Here’s how the MSK cluster looks in the AWS Console:

Networking and Security

Even though this is a pre-production environment with public subnets, traffic is tightly controlled via Security Groups. Each SG is scoped to the minimum necessary ports and sources:

Component	Inbound	Source	Notes
ALB	80/443	`0.0.0.0/0` (or your CIDR)	Public entrypoint (can lock to your CIDR in DEV)
ECS Service (App)	8080	ALB SG	Only reachable through the ALB
RDS (Postgres)	5432	ECS Service SG (+ optional your IP)	App-only access; temp allow your IP for debugging
MSK Serverless	9098	ECS Service SG	SASL/IAM over TLS (SASL_SSL)

Here’s a visual representation of the security groups and their relationships:

Here’s the Terraform configuration for the security groups:

HCL

resource "aws_security_group" "alb" {
  name        = "ot-alb-sg"
  description = "ALB 80/443 in, all out"
  vpc_id      = local.vpc_id

  # Always open port 80 for HTTP.
  ingress {
    from_port        = 80
    to_port          = 80
    protocol         = "tcp"
    cidr_blocks      = ["0.0.0.0/0"]
    ipv6_cidr_blocks = ["::/0"]
  }

  # Conditionally open port 443 for HTTPS when enable_https=true.
  dynamic "ingress" {
    for_each = var.enable_https ? [1] : []
    content {
      from_port        = 443
      to_port          = 443
      protocol         = "tcp"
      cidr_blocks      = ["0.0.0.0/0"]
      ipv6_cidr_blocks = ["::/0"]
    }
  }

  # Egress fully open (0.0.0.0/0 + ::/0). This is common for ALBs since
  # the target group traffic must flow to ECS tasks or health checks.
  egress {
    from_port        = 0
    to_port          = 0
    protocol         = "-1"
    cidr_blocks      = ["0.0.0.0/0"]
    ipv6_cidr_blocks = ["::/0"]
  }
}
Click to expand and view more

HCL

resource "aws_security_group" "svc" {
  name   = "ot-svc-sg"
  vpc_id = local.vpc_id

  ingress {
    from_port       = var.container_port
    to_port         = var.container_port
    protocol        = "tcp"

[Excerpts from a detection dataset]
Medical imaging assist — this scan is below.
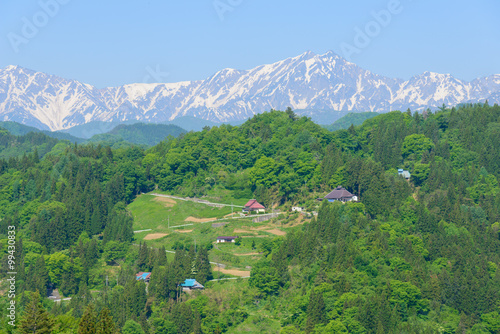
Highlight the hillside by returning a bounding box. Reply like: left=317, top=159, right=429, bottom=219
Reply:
left=324, top=111, right=379, bottom=131
left=0, top=51, right=500, bottom=130
left=0, top=104, right=500, bottom=334
left=88, top=123, right=186, bottom=146
left=0, top=121, right=85, bottom=143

■ **REQUESTS**
**a.** Format every row of the detection dataset excerpts as a Markdown table with the columns n and Line, numbering each non-blank line and omitting blank lines. Do not include the pictures in the table.
**b.** Continue the AWS networking and security excerpt from the point where it stops.
These rows are unrelated to the AWS networking and security excerpt.

■ **RESULTS**
**a.**
| n | Line |
|---|---|
| 1 | Medical imaging assist — this scan is below. |
| 2 | Highlight the hillside by returning a bounding box. Reply like: left=317, top=159, right=429, bottom=219 |
| 3 | Reply: |
| 4 | left=324, top=111, right=379, bottom=131 |
| 5 | left=0, top=51, right=500, bottom=130 |
| 6 | left=0, top=104, right=500, bottom=334 |
| 7 | left=88, top=123, right=186, bottom=146 |
| 8 | left=0, top=121, right=85, bottom=143 |

**b.**
    security_groups = [aws_security_group.alb.id] # restrict inbound to ALB only
  }

  egress {
    from_port        = 0
    to_port          = 0
    protocol         = "-1"
    cidr_blocks      = ["0.0.0.0/0"]
    ipv6_cidr_blocks = ["::/0"]
  }
}
Click to expand and view more

HCL

resource "aws_security_group" "rds" {
  name   = "ot-rds-sg"
  vpc_id = data.aws_vpc.this.id

  egress {
    from_port   = 0
    to_port     = 0
    protocol    = "-1"
    cidr_blocks = ["0.0.0.0/0"]
  }
}

# Allow ECS service tasks to connect to RDS Postgres (port 5432).
# Target is the RDS SG created in bootstrap, with ingress scoped
# to the ECS service SG only.
resource "aws_security_group_rule" "rds_from_ecs_5432" {
  type                     = "ingress"
  security_group_id        = data.terraform_remote_state.bootstrap.outputs.rds_sg_id
  from_port                = 5432
  to_port                  = 5432
  protocol                 = "tcp"
  source_security_group_id = aws_security_group.svc.id
  description              = "Allow Postgres (5432) from ECS service"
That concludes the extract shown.